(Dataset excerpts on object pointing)
=-=-=
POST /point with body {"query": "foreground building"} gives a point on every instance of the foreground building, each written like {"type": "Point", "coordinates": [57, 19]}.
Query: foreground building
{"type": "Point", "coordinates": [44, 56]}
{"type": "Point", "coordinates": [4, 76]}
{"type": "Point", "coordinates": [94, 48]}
=-=-=
■ Exercise instructions ■
Return each line of the records above exactly as it reads.

■ Result ■
POST /point with body {"query": "foreground building"} gives a point on every instance of the foreground building, each written like {"type": "Point", "coordinates": [57, 19]}.
Query: foreground building
{"type": "Point", "coordinates": [44, 56]}
{"type": "Point", "coordinates": [4, 76]}
{"type": "Point", "coordinates": [94, 48]}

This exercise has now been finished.